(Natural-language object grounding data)
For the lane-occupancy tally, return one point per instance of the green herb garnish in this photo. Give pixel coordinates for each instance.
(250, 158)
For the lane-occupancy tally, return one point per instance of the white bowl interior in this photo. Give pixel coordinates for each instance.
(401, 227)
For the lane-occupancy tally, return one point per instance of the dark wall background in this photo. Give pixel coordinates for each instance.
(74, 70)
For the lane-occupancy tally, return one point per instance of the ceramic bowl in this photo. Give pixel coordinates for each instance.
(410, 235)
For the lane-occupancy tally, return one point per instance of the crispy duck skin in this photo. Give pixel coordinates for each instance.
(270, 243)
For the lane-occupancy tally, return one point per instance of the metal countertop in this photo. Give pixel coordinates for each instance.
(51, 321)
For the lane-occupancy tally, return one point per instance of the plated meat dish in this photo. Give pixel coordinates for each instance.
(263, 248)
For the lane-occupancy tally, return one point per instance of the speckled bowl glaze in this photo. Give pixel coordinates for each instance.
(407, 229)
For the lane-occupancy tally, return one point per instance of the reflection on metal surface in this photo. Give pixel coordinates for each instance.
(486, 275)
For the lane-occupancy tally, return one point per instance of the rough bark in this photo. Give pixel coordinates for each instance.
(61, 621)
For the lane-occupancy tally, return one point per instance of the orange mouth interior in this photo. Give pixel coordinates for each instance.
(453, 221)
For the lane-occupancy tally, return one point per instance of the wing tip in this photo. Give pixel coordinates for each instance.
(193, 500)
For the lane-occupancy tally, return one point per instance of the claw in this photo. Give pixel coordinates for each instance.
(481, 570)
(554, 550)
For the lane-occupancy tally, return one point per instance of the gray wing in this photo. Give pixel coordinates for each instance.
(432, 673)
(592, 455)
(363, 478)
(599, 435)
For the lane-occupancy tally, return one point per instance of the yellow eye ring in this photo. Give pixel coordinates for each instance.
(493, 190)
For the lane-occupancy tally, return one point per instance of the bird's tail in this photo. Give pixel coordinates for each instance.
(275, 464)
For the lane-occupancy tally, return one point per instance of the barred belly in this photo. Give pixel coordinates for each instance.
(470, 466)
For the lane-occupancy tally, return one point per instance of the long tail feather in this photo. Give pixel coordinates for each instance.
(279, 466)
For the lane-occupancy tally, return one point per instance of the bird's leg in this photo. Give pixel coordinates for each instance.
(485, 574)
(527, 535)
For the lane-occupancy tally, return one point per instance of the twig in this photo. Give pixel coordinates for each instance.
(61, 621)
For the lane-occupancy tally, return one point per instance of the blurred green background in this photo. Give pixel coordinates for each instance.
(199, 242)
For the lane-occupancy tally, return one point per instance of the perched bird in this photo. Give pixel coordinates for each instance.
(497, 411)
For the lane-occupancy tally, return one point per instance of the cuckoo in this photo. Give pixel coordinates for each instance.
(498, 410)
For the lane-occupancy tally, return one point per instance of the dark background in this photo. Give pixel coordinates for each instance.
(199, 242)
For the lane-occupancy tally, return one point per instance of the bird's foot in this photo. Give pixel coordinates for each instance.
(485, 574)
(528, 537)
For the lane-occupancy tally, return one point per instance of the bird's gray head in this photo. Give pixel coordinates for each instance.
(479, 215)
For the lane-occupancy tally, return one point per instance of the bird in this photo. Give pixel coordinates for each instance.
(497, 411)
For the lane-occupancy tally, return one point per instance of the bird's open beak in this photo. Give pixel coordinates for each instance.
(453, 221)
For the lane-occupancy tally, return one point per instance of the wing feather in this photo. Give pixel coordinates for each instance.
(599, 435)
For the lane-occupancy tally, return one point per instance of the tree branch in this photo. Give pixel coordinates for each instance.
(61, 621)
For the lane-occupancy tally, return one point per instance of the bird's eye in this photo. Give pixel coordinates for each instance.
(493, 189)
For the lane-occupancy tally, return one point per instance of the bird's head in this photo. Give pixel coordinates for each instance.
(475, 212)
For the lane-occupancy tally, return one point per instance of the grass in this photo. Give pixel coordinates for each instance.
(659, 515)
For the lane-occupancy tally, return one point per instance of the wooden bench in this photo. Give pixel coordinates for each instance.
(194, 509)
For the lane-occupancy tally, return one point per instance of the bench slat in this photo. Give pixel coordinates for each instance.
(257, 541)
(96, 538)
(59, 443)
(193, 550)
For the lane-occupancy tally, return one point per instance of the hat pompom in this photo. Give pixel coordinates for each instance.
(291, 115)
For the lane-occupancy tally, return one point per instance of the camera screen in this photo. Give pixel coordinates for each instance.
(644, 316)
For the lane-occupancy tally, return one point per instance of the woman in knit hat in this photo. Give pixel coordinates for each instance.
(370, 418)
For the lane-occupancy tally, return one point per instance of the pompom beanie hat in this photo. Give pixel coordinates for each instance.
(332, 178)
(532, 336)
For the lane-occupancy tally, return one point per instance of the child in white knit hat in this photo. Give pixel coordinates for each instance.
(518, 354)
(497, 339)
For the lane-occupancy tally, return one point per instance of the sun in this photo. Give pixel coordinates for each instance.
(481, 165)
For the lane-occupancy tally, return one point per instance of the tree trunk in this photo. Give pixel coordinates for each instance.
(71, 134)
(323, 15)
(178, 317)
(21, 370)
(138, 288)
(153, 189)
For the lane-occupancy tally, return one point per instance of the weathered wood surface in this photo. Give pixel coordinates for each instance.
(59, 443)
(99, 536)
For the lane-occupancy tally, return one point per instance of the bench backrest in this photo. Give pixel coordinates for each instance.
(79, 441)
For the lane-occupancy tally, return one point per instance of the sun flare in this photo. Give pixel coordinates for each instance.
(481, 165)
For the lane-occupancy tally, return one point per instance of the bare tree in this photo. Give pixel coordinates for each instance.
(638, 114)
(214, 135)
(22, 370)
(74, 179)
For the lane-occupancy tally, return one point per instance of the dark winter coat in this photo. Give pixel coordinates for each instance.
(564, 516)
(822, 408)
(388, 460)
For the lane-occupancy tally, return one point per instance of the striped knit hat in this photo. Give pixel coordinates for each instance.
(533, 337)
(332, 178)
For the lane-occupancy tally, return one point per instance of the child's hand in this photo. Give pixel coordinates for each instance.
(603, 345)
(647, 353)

* [WORK ITEM] Give back every line of the data above exactly as written.

* [FINISHED EXERCISE]
For the lane-occupancy tally, return one point per instance of the green herb garnish in this photo. Give pixel coordinates for each instance.
(250, 158)
For the lane-occupancy tally, return one point per instance of the white bowl interior in this photo. Give pixel coordinates for each instance.
(401, 227)
For the lane-occupancy tally, return one point per instance of the dark wall background in this photo. Give pixel coordinates for each instance.
(74, 70)
For the lane-occupancy tally, return one point per instance of the ceramic bowl in this photo. Give pixel coordinates for each instance.
(410, 235)
For the lane-occupancy tally, return one point per instance of the crispy duck skin in this photo. Give pixel coordinates for each instance.
(270, 243)
For the lane-occupancy tally, return one point per instance of the metal countertop in this photo. Give pixel coordinates for each instance.
(51, 321)
For the lane-occupancy tally, return one point per instance of the plated meat dish in this photo. Give pixel coordinates for each instance.
(263, 248)
For the lane-occupancy tally, return one point per instance of the speckled bowl glaze in this photo. Give pixel coordinates for each instance.
(407, 229)
For the lane-occupancy tally, return one point per instance of the reflection on metal surface in this photo. Give pixel coordinates for each instance.
(486, 275)
For the lane-occupancy tally, return one point per instance of the rough bark in this photo. Give pixel coordinates for each instance.
(61, 621)
For the lane-occupancy tally, return one point per instance of the orange mouth interior in this photo. Give pixel coordinates for each instance.
(453, 221)
For the lane-occupancy tally, return one point per instance of the wing tip in this photo. Give pixel coordinates for each instance.
(193, 500)
For the lane-occupancy tally, return one point per instance of the claw in this photo. Give pixel coordinates for each instance.
(481, 570)
(554, 550)
For the lane-occupancy tally, return one point per instance of the gray wing in this photo. Give pixel coordinates for each instance.
(432, 673)
(592, 455)
(363, 478)
(599, 435)
For the lane-occupancy tally, return one point per instance of the yellow eye ring in this photo. Give pixel coordinates for each instance.
(493, 190)
For the lane-occupancy tally, return one point per instance of the bird's tail in this photo. Give pixel coordinates for each instance.
(275, 464)
For the lane-occupancy tally, return one point per instance of the barred belly in this photo. Give pixel coordinates for each instance.
(470, 466)
For the lane-occupancy tally, return one point per instance of the long tail feather in this photo. Give pixel coordinates for each instance.
(279, 466)
For the lane-occupancy tally, return one point per instance of the bird's leg in this photo. Give pixel coordinates for each instance.
(485, 574)
(527, 535)
For the lane-occupancy tally, return one point per instance of the twig in this photo. Give pixel coordinates for each instance.
(61, 621)
For the lane-occupancy tally, return one point per instance of the blurred green background in this photo. Give pixel coordinates for each instance.
(199, 242)
For the lane-occupancy tally, return one point per instance of the perched bird in this photo. Give pixel coordinates for each instance.
(497, 411)
For the lane-occupancy tally, return one point per instance of the cuckoo in this photo. Give pixel coordinates for each instance.
(498, 410)
For the lane-occupancy tally, return one point per instance of the dark background in this photo. Give pixel coordinates for each instance.
(199, 242)
For the lane-occupancy tally, return one point per instance of the bird's foot in this photo. Give pixel coordinates for each instance.
(485, 574)
(528, 537)
For the lane-occupancy tally, return one point per instance of the bird's gray head in this photo. Give pixel coordinates for each instance.
(479, 215)
For the lane-occupancy tally, return one point per instance of the bird in this photo. Give pixel coordinates for each instance.
(497, 411)
For the lane-occupancy tally, return one point per instance of the bird's open beak in this photo. Give pixel coordinates for each instance.
(453, 221)
For the lane-occupancy tally, return one point per instance of the wing feather in this photo. Give pixel coordinates for each instance.
(599, 435)
For the lane-occupancy tally, return one point per instance of the tree branch in this photo. Give pixel coordinates for each instance.
(61, 621)
For the lane-occupancy tally, return one point per instance of the bird's eye in this photo. Give pixel coordinates for each instance.
(493, 189)
For the lane-occupancy tally, return one point per instance of the bird's head in this photo. Give pixel coordinates for each instance.
(475, 212)
For the lane-occupancy tally, return one point per instance of the grass in this photo. Give pixel coordinates for each instance.
(659, 515)
For the lane-occupancy tally, return one point per instance of the wooden bench in this photo. Give pixel coordinates for each instance.
(194, 509)
For the lane-occupancy tally, return one point per instance of the bench slat in this photo. Give pixel coordinates for each instance.
(257, 541)
(96, 538)
(59, 443)
(193, 550)
For the lane-occupancy tally, return one point per instance of the hat pompom in this photo. Give pixel coordinates for each instance.
(291, 115)
For the lane-occupancy tally, return one point per instance of the camera screen in this photo. Give pixel coordinates for each instance.
(644, 316)
For the lane-occupancy tally, return one point per instance of the woman in knit hat in this photo. Give pixel coordinates for each instance.
(370, 418)
For the lane-occupancy tally, return one point per instance of the pompom beanie hat in this photo. Give pixel coordinates for each instance.
(332, 178)
(532, 336)
For the lane-occupancy tally, return one point per instance of the child in white knit hat in this photo. Give pixel coordinates for each instance.
(518, 354)
(497, 339)
For the lane-occupancy tally, return one point per instance of the sun in this photo. Give pixel coordinates for each instance.
(481, 165)
For the lane-occupancy tally, return one point per instance of the tree trunk in this photo. Give pixel coordinates for each instance.
(71, 134)
(323, 15)
(178, 317)
(21, 370)
(138, 288)
(153, 189)
For the lane-occupancy tally, return one point per instance of the weathered wood surface in this photo. Give pixel coordinates for each instance.
(59, 443)
(99, 536)
For the lane-occupancy tally, return one point per instance of the bench backrest in this photo. Give pixel coordinates for each instance.
(79, 441)
For the lane-occupancy tally, return one point per instance of the sun flare in this photo. Give pixel coordinates for each instance.
(481, 165)
For the lane-occupancy tally, return one point per instance of the bare tree in this photo. Give pixel coordinates for each instance.
(638, 114)
(214, 135)
(22, 370)
(74, 179)
For the lane-occupancy tally, return one point per instance of the dark winter coat in this photo. Give pixel coordinates for each instance.
(564, 516)
(822, 408)
(388, 460)
For the lane-occupancy tally, return one point per instance of the striped knit hat in this photo. Give pixel coordinates for each instance.
(533, 337)
(332, 178)
For the lane-occupancy tally, return one point per instance of the child's hand in this photo. Give pixel coordinates for each instance.
(603, 345)
(647, 353)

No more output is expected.